Last Friday’s big news involved a series of headlines suggesting imminent Russian invasion of Ukraine.  This sent stocks and especially bond yields plunging to the lows of the week.  Markets flew a holding position overnight, but were ready to explore even lower lows without some sort of reassurance.  Early comments from Russia’s Foreign Minister offered enough reassurance to push yields 5-6bps higher so far this morning.  This suggests bonds are still fairly well tuned-in to geopolitical risks.  
This is more noticeable for longer-dated yields as opposed to Fed rate hike expectations.  Here’s how the past 3 business days have shaped up for 10s at home and abroad (US in yellow and EU 10yr relative movement in red):

Contrast that to Fed Funds Futures which never moved as much initially.

As far as rate hike expectations are concerned, Friday’s invasion-related headlines never even happened. 
Moving forward, the past few days of volatility have given us confirmation of several nearby technical levels.  2.06 was already on the radar, but 1.91 and 1.97 would be the two important rally targets (in the event bonds can find a reason to rally).
------------------------------------------------------------------------
**Directions**: Keep writing the bond market note from the point where it stops.
------------------------------------------------------------------------
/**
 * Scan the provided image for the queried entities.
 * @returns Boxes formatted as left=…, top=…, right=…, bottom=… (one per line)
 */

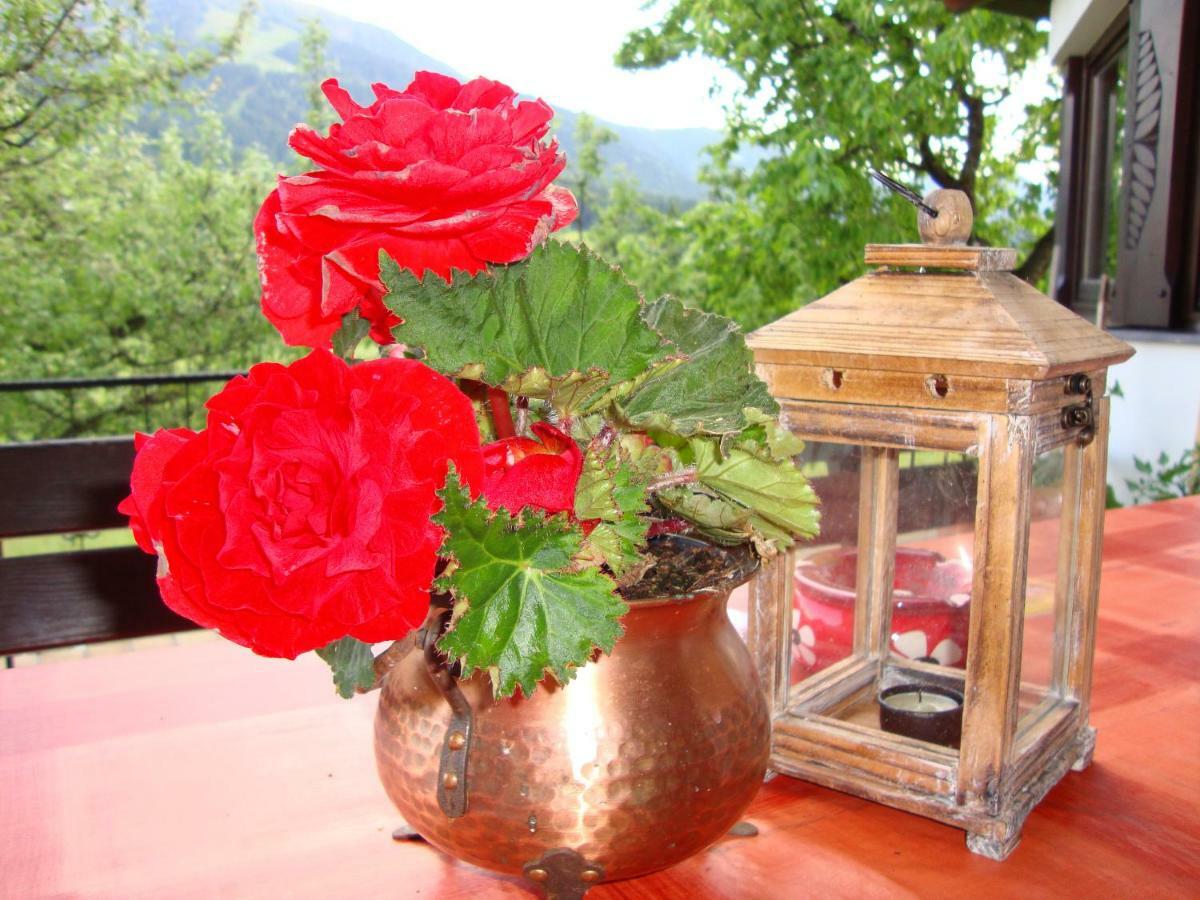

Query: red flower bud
left=484, top=422, right=583, bottom=514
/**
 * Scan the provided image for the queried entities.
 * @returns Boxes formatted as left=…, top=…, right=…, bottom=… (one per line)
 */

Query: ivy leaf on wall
left=437, top=472, right=628, bottom=697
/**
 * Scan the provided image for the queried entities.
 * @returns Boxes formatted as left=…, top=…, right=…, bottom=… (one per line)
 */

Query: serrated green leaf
left=617, top=296, right=779, bottom=436
left=739, top=409, right=804, bottom=460
left=380, top=241, right=671, bottom=414
left=578, top=516, right=650, bottom=587
left=659, top=438, right=821, bottom=550
left=317, top=637, right=376, bottom=697
left=437, top=472, right=628, bottom=697
left=575, top=442, right=649, bottom=584
left=334, top=310, right=371, bottom=359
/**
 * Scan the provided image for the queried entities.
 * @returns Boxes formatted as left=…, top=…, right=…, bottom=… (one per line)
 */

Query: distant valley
left=149, top=0, right=721, bottom=206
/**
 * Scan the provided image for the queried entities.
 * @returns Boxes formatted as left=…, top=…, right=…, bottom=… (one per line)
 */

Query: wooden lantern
left=749, top=210, right=1133, bottom=859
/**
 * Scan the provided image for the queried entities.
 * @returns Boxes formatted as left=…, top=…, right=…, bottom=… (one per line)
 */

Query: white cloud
left=292, top=0, right=736, bottom=128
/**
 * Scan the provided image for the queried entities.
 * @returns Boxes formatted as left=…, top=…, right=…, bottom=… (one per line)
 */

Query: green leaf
left=659, top=438, right=821, bottom=552
left=380, top=241, right=671, bottom=415
left=334, top=310, right=371, bottom=359
left=437, top=472, right=628, bottom=697
left=618, top=296, right=779, bottom=436
left=317, top=637, right=376, bottom=698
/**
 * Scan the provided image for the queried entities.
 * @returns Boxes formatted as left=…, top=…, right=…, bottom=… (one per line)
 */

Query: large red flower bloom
left=484, top=422, right=583, bottom=515
left=120, top=350, right=482, bottom=659
left=254, top=72, right=577, bottom=347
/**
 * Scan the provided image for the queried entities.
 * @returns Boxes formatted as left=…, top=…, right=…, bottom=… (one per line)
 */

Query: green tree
left=618, top=0, right=1056, bottom=325
left=571, top=113, right=617, bottom=238
left=0, top=0, right=251, bottom=179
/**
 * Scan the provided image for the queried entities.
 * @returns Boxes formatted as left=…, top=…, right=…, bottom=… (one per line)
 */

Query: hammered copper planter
left=376, top=571, right=769, bottom=893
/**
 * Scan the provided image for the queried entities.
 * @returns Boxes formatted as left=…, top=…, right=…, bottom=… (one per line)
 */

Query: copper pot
left=376, top=556, right=770, bottom=894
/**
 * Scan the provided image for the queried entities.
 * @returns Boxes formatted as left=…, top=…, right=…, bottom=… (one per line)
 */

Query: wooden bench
left=0, top=437, right=196, bottom=655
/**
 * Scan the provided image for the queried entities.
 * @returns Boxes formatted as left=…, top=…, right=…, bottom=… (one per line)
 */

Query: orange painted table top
left=0, top=498, right=1200, bottom=900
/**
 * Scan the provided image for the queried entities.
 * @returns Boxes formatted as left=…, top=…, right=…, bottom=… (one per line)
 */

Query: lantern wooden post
left=750, top=200, right=1133, bottom=859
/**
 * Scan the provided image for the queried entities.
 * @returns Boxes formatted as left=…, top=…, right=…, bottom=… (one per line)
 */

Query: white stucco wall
left=1046, top=0, right=1129, bottom=66
left=1109, top=331, right=1200, bottom=503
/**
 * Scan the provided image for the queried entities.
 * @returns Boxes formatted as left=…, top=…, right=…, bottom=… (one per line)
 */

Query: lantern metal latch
left=1062, top=372, right=1096, bottom=446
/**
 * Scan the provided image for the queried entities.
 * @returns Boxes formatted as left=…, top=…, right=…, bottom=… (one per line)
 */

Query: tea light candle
left=880, top=684, right=962, bottom=748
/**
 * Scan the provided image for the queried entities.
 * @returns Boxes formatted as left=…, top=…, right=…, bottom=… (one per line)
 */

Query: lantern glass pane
left=889, top=450, right=979, bottom=670
left=790, top=446, right=979, bottom=746
left=791, top=440, right=863, bottom=684
left=1018, top=448, right=1064, bottom=715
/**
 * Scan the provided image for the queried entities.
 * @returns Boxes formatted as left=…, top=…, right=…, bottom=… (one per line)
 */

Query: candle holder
left=749, top=191, right=1133, bottom=859
left=880, top=684, right=962, bottom=748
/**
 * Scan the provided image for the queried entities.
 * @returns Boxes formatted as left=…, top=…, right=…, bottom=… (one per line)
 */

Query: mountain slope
left=149, top=0, right=721, bottom=204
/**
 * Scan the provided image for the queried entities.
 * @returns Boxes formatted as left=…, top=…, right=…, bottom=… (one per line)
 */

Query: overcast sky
left=295, top=0, right=733, bottom=128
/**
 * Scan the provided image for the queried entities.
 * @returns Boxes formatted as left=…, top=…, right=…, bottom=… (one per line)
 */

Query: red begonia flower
left=484, top=422, right=583, bottom=515
left=120, top=350, right=482, bottom=659
left=254, top=72, right=577, bottom=347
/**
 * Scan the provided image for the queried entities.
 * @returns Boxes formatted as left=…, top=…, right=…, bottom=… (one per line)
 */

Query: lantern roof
left=748, top=244, right=1134, bottom=380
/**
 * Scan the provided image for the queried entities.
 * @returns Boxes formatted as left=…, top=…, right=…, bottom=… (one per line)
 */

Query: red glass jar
left=792, top=547, right=971, bottom=683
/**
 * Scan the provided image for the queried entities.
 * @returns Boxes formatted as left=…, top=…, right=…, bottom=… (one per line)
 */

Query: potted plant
left=122, top=72, right=817, bottom=893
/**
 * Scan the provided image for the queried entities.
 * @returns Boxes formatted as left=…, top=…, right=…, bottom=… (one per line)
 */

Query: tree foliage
left=0, top=0, right=250, bottom=178
left=609, top=0, right=1055, bottom=325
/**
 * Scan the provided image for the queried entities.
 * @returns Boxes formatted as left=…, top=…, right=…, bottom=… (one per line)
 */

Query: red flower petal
left=254, top=72, right=577, bottom=347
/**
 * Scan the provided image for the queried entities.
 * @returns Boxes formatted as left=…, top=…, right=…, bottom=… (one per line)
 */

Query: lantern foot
left=967, top=830, right=1021, bottom=863
left=1070, top=728, right=1096, bottom=772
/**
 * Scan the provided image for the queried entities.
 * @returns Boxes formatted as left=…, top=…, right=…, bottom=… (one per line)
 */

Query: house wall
left=1109, top=330, right=1200, bottom=503
left=1048, top=0, right=1129, bottom=66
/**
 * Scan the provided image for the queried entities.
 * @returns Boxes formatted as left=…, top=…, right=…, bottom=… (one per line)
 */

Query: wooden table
left=0, top=498, right=1200, bottom=900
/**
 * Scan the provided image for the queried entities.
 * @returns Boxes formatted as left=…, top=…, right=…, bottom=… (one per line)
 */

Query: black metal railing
left=0, top=372, right=239, bottom=443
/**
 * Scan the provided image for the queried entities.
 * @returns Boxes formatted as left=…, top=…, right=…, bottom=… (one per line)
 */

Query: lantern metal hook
left=868, top=169, right=937, bottom=218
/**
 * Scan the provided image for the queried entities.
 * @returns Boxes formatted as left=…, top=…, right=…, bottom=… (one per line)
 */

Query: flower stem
left=487, top=386, right=517, bottom=440
left=588, top=422, right=617, bottom=454
left=517, top=395, right=529, bottom=437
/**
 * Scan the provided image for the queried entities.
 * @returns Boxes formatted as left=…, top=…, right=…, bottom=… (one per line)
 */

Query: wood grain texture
left=854, top=448, right=900, bottom=657
left=863, top=244, right=1016, bottom=272
left=0, top=438, right=133, bottom=538
left=746, top=271, right=1133, bottom=379
left=0, top=498, right=1200, bottom=900
left=0, top=547, right=197, bottom=654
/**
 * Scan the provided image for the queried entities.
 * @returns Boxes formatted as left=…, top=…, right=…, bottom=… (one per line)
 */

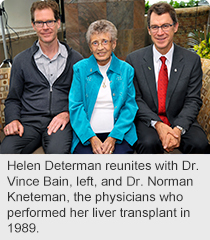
------------------------------------------------------------------------
**Response below**:
There is no significant data on tap today, but tomorrow brings the Producer Price Index.  This isn’t nearly as much of a market mover as CPI, but inflation sensitivity is high enough that it could have an impact whereas we typically wouldn’t even entertain the notion. 
Beyond that, if Russia invades Ukraine, expect some token reaction in the long end of the bond market.  Bond-friendly follow through would depend on the nature of US involvement and the overall scope of the conflict (anything like 2014’s mini-coup would be uneventful for markets).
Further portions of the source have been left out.